● **STORED ROWS**:
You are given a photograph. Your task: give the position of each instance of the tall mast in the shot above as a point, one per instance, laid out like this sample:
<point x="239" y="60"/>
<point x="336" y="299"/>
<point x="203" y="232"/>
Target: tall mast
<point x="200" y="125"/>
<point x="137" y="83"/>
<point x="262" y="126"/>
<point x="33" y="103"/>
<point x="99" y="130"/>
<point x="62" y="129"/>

● **WHAT YOU NEED TO DO**:
Set out each line of the data above as a numbered list, omitting any blank lines.

● **RESPONSE TO THIS EXERCISE**:
1. You are given a photograph. Your task: give the position of each instance of the tall mast in the shot above as a point, one per instance, laid out like this sample:
2. <point x="239" y="60"/>
3. <point x="336" y="299"/>
4. <point x="203" y="232"/>
5. Target: tall mast
6. <point x="200" y="125"/>
7. <point x="137" y="83"/>
8. <point x="262" y="126"/>
9. <point x="33" y="103"/>
10. <point x="99" y="130"/>
11. <point x="62" y="129"/>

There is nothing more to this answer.